### Work instructions
Set the lines below into a numbered list, skipping any blank lines and leaving out the pictures.

### Information shown
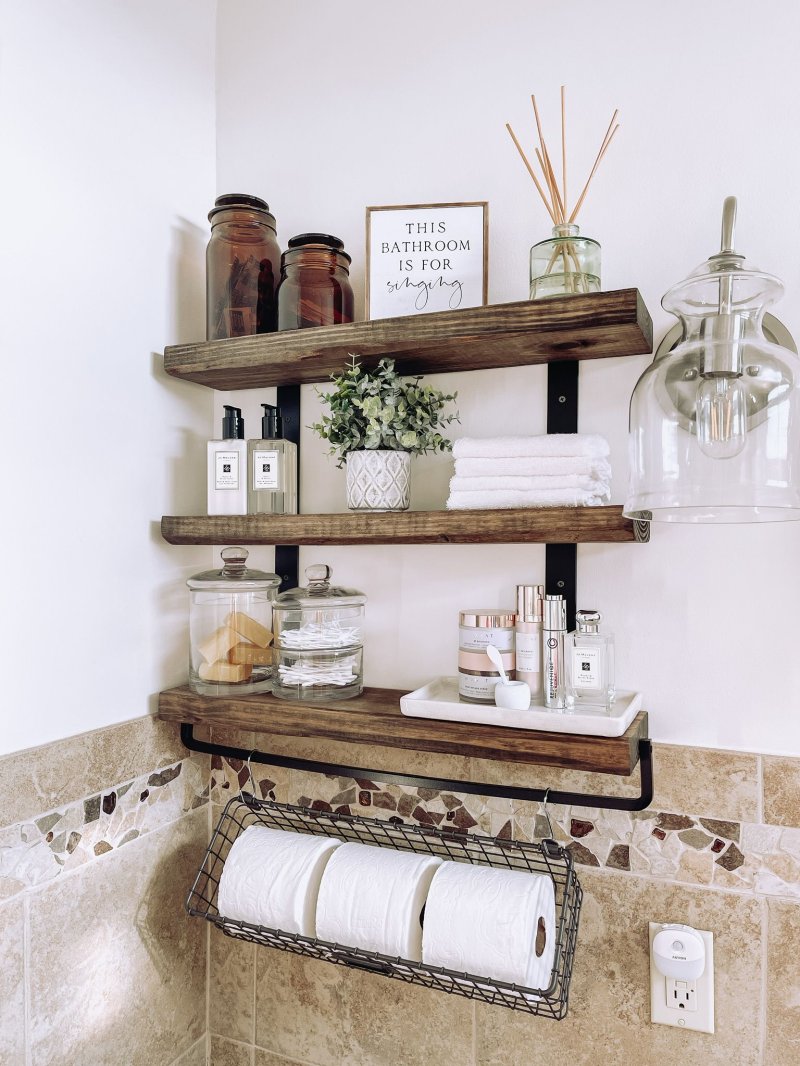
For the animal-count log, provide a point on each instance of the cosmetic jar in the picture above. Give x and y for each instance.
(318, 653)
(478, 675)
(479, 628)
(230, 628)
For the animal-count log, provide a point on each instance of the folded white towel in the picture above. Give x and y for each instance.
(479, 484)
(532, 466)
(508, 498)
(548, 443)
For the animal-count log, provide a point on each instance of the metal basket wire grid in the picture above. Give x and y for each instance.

### Task solution
1. For the animal-count log, provide a point on each instance of the cosmetic jar in the picture above. Give x and y for each instance.
2. (318, 653)
3. (478, 675)
4. (479, 628)
5. (230, 628)
6. For the animal-count log, provide a point on each instance of the folded white towel in the picture above. Give x and y for each instance.
7. (479, 484)
8. (532, 466)
9. (508, 498)
10. (548, 443)
11. For the animal-count log, provide a point on each instance of the metal basket wire grid in the picture above. Give x and y for each instance.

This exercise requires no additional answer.